### [PAGE TEXT]
Table 4. Analysis of sufficient configuration of conditions for well-operated SPSs.

	Intermediate Solution Formula 1	Configuration1	Configuration2
	SGZ*siz + AWS*LOC→WOS	SGZ*siz→WOS	AWS*LOC→WOS
Consistency	0.890	0.917	0.881
Raw coverage	0.518	0.298	0.275
Unique coverage		0.243	0.220
Covered cases		SPS5, SPS18, SPS30, SPS32, SPS36	SPS7, SPS9, SPS10, SPS14, SPS22, SPS23 SPS35, SPS36, SPS37

¹ The multiplication and additions signs represent the logical “AND” and the logical “OR”, respectively. The arrow represents the assumed link between the configurations of conditions and the outcome.

summarizes the results of minimizing the truth table. The intermediate solution formula identifies two alternative and sufficient configurations of conditions for well-operated SPSs: configuration1 includes cases with a small group size coupled with a large irrigated size as sufficient for a WOS; configuration2 includes cases with adequate water supply coupled with the appropriate location of the SPS command area as sufficient for a WOS. The coverage of WOS by the overall solution accounts for 52% of the membership in WOS. The raw coverage values are small in both configurations because when more than one configuration shares the same outcome, the calculated coverage values may be small, as indicated by Ragin [65] (p. 44). Additionally, the unique coverage values reveal that both configurations have similar unique contributions to covering the outcome. Similar to Section 4.2.1, we plot the results graphically as in Figure 2.

### [TO DO]
[1] List every case that the SPS analysis above gives as covered by Configuration1.
[2] Please answer these from the SPS analysis above:
(a) What consistency value is reported for Configuration2?
(b) What share of the membership in WOS does the overall solution cover?
(c) What does the arrow in the formulas represent?

### [RECORDS PROVIDED]
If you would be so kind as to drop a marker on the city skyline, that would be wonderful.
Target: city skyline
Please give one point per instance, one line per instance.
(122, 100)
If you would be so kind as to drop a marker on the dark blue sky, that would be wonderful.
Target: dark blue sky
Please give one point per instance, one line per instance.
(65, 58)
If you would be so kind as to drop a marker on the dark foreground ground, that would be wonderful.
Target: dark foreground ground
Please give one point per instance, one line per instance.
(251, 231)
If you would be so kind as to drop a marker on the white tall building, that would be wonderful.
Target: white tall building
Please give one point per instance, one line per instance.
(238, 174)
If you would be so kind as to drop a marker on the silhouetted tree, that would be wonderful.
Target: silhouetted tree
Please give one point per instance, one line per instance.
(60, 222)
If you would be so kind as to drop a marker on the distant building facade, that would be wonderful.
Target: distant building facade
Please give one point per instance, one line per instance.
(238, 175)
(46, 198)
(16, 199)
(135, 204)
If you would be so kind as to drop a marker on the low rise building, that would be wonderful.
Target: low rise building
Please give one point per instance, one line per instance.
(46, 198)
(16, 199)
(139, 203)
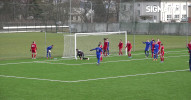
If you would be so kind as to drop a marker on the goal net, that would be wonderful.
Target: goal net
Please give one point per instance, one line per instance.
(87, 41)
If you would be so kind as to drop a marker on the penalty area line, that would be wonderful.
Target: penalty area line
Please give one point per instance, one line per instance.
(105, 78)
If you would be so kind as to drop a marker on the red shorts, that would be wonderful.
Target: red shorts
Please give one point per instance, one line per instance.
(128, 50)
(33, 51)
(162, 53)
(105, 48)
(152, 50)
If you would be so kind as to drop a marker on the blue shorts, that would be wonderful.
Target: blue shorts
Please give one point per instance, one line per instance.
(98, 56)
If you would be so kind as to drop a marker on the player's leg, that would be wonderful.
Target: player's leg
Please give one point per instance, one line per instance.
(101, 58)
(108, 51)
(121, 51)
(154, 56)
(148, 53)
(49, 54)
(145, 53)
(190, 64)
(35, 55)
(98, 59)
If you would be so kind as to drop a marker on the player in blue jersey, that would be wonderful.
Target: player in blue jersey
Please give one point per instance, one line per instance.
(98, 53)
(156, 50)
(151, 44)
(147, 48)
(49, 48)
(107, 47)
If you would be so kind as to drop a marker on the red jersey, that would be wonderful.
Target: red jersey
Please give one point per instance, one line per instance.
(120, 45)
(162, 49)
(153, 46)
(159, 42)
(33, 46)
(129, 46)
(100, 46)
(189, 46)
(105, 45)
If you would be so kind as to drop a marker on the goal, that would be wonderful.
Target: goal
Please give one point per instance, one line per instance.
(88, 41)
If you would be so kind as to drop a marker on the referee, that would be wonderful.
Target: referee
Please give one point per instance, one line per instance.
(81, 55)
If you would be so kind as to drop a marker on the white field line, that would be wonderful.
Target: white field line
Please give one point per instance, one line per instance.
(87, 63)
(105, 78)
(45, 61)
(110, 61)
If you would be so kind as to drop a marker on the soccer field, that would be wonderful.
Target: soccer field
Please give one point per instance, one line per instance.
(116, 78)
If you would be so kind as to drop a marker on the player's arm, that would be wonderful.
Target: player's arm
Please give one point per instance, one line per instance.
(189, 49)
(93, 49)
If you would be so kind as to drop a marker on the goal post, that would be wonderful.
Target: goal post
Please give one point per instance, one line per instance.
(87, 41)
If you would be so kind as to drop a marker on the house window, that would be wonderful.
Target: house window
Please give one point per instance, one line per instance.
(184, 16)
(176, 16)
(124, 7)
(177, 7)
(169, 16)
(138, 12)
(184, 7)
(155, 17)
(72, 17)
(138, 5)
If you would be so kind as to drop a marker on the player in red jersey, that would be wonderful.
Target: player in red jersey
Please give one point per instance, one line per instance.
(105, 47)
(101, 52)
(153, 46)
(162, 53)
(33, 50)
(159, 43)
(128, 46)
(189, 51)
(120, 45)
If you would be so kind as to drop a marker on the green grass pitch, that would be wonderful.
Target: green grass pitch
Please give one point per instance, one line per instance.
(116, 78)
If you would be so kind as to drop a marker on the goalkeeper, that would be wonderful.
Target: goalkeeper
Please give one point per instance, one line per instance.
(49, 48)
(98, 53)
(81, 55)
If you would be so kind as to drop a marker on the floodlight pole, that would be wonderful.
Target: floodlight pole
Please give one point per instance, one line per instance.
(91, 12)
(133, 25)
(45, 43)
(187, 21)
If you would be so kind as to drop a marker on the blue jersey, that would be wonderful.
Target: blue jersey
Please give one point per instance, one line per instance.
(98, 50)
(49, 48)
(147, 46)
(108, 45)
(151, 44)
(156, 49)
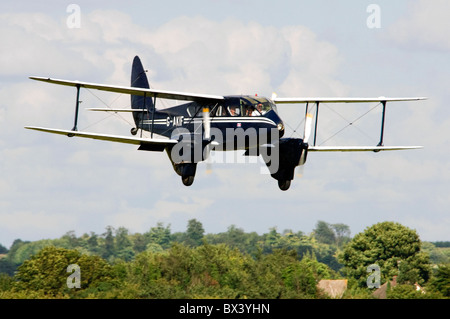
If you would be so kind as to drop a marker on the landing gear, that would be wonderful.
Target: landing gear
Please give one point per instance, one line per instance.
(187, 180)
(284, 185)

### [SOLUTIONS BY TASK]
[1] SPS5, SPS18, SPS30, SPS32, SPS36

[2]
(a) 0.881
(b) 52%
(c) The assumed link between the configurations of conditions and the outcome.